What to do - The response must contain every line of the records that follow, duplicated exactly.

*** Begin section ***

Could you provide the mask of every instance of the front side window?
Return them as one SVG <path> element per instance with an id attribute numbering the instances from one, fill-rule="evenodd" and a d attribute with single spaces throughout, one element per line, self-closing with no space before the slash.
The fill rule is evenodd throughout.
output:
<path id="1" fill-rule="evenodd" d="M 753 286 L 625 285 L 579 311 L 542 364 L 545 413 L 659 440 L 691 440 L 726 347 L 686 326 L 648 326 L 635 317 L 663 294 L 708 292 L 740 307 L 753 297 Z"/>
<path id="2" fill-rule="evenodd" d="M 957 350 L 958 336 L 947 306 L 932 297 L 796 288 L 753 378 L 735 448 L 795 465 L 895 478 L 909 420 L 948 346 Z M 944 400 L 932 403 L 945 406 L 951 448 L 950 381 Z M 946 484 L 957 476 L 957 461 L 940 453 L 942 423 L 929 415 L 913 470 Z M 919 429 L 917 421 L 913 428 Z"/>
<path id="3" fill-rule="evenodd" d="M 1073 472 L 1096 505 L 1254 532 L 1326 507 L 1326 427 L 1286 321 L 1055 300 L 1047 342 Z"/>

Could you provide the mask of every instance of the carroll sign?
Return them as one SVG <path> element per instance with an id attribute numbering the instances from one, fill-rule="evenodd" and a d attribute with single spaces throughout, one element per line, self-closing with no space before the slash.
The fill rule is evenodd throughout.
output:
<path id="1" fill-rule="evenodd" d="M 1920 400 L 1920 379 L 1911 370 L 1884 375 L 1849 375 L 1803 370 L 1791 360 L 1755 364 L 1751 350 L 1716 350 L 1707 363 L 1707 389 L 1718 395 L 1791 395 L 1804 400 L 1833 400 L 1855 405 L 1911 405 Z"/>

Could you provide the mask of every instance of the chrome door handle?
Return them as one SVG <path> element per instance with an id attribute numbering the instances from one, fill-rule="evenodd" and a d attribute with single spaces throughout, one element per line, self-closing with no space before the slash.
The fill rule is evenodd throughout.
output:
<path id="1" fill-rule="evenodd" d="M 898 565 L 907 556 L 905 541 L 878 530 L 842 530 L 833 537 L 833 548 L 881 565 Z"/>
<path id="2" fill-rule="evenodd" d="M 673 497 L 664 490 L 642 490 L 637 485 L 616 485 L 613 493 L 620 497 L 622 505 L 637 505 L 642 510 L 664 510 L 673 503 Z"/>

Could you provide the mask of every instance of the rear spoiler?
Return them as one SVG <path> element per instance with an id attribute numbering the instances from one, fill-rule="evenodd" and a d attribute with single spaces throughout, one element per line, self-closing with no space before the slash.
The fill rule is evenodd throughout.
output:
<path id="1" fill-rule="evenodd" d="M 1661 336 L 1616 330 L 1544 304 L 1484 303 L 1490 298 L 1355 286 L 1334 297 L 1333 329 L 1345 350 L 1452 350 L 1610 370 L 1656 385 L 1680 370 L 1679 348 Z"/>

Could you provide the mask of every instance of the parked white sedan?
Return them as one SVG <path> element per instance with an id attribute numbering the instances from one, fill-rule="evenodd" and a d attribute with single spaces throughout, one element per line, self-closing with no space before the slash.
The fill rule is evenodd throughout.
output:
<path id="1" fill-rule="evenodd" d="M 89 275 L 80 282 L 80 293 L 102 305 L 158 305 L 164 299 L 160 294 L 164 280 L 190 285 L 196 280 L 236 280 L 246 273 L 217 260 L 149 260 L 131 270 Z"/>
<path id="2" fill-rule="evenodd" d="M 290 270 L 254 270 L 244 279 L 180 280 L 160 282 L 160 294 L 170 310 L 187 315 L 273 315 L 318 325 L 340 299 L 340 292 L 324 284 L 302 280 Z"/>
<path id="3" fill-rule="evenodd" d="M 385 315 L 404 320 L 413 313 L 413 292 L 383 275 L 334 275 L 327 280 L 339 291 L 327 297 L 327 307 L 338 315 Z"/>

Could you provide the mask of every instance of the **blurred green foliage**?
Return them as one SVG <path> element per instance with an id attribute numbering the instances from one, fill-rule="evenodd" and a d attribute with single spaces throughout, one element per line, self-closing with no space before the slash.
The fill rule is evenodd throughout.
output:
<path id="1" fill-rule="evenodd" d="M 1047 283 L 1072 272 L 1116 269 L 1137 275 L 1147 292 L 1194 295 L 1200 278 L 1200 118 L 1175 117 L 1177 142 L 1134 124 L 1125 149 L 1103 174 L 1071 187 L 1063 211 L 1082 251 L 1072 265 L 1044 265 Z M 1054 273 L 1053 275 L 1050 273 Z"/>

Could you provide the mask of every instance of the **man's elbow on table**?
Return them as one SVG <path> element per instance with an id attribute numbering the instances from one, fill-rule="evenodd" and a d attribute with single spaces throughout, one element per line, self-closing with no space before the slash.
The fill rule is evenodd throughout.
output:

*** End section ***

Your response -
Could you provide the mask of every instance of the front side window?
Return them as one SVG <path> element per instance with an id attribute numbering the instances from one, fill-rule="evenodd" and a d attribute with single spaces throughout, one element per line, self-closing with no space before the slash.
The fill rule is evenodd throughout.
output:
<path id="1" fill-rule="evenodd" d="M 753 286 L 625 285 L 579 311 L 542 364 L 545 413 L 659 440 L 691 440 L 726 347 L 686 326 L 648 326 L 635 317 L 663 294 L 708 292 L 740 307 L 753 297 Z"/>
<path id="2" fill-rule="evenodd" d="M 957 350 L 958 336 L 947 306 L 932 297 L 796 288 L 753 378 L 735 448 L 795 465 L 895 478 L 909 420 L 948 346 Z M 944 400 L 932 403 L 945 406 L 951 448 L 950 381 Z M 946 484 L 957 476 L 957 461 L 940 453 L 942 423 L 929 415 L 913 470 Z M 919 429 L 917 421 L 913 428 Z"/>
<path id="3" fill-rule="evenodd" d="M 1073 472 L 1096 505 L 1254 532 L 1326 507 L 1326 427 L 1286 321 L 1055 300 L 1047 342 Z"/>

Could you provide the mask of every instance of the carroll sign?
Return them as one SVG <path> element per instance with an id attribute numbering the instances from one, fill-rule="evenodd" and a d attribute with single spaces throughout, one element per line, self-closing with no space before the slash.
The fill rule is evenodd throughout.
output:
<path id="1" fill-rule="evenodd" d="M 1920 400 L 1920 379 L 1911 370 L 1884 375 L 1849 375 L 1803 370 L 1791 360 L 1755 364 L 1751 350 L 1716 350 L 1707 363 L 1707 389 L 1718 395 L 1791 395 L 1804 400 L 1833 400 L 1855 405 L 1911 405 Z"/>

Could you provide the mask of every instance of the chrome door handle?
Return them as one SVG <path> element per instance with an id attribute numbering the instances from one, fill-rule="evenodd" and a d attribute with single spaces throughout, one element per line, self-closing with no space before the slash.
The fill rule is evenodd throughout.
output:
<path id="1" fill-rule="evenodd" d="M 898 565 L 907 556 L 905 541 L 878 530 L 842 530 L 833 537 L 833 548 L 881 565 Z"/>
<path id="2" fill-rule="evenodd" d="M 673 497 L 664 490 L 642 490 L 637 485 L 616 485 L 613 493 L 620 497 L 622 505 L 637 505 L 642 510 L 664 510 L 673 503 Z"/>

Could you provide the mask of every instance of the rear spoiler?
Return them as one SVG <path> element per instance with an id attribute numbering the instances from one, fill-rule="evenodd" and a d attribute with single spaces throughout, one element per line, self-closing with no space before the slash.
The fill rule is evenodd throughout.
output:
<path id="1" fill-rule="evenodd" d="M 1661 336 L 1616 330 L 1544 304 L 1484 303 L 1490 298 L 1355 286 L 1334 297 L 1333 329 L 1345 350 L 1452 350 L 1610 370 L 1656 385 L 1680 370 L 1679 348 Z"/>

Could you provide the mask of every instance of the parked white sedan?
Return them as one SVG <path> element per instance with an id attribute numbering the instances from one, fill-rule="evenodd" and a d attribute with single spaces throughout, one element per line, self-closing with no space before the slash.
The fill rule is evenodd throughout.
output:
<path id="1" fill-rule="evenodd" d="M 89 275 L 80 282 L 80 293 L 102 305 L 158 305 L 164 299 L 160 294 L 164 280 L 190 285 L 196 280 L 236 280 L 246 273 L 217 260 L 149 260 L 131 270 Z"/>
<path id="2" fill-rule="evenodd" d="M 290 270 L 254 270 L 244 279 L 180 280 L 160 282 L 160 294 L 170 310 L 187 315 L 273 315 L 318 325 L 340 299 L 340 292 L 324 284 L 302 280 Z"/>
<path id="3" fill-rule="evenodd" d="M 385 315 L 404 320 L 413 313 L 413 292 L 383 275 L 334 275 L 327 280 L 339 291 L 327 297 L 327 307 L 338 315 Z"/>

Could you provide the mask of every instance of the **blurred green foliage**?
Return them as one SVG <path> element per instance with an id attribute numbering the instances from one, fill-rule="evenodd" and a d attribute with single spaces throughout, one element per line, self-closing with no space before the slash.
The fill rule is evenodd throughout.
output:
<path id="1" fill-rule="evenodd" d="M 1047 283 L 1072 272 L 1116 269 L 1137 275 L 1147 292 L 1194 295 L 1200 278 L 1200 118 L 1175 117 L 1177 142 L 1134 124 L 1125 149 L 1103 174 L 1071 187 L 1063 211 L 1082 251 L 1072 265 L 1044 265 Z M 1054 273 L 1053 275 L 1050 273 Z"/>

Could you provide the mask of every instance of the **man's elbow on table**?
Return them as one SVG <path> element per instance with an id attribute numbering the instances from one, fill-rule="evenodd" and a d attribute with single spaces throughout, one element per line, self-closing with no space before the slash.
The fill rule is evenodd throughout.
output:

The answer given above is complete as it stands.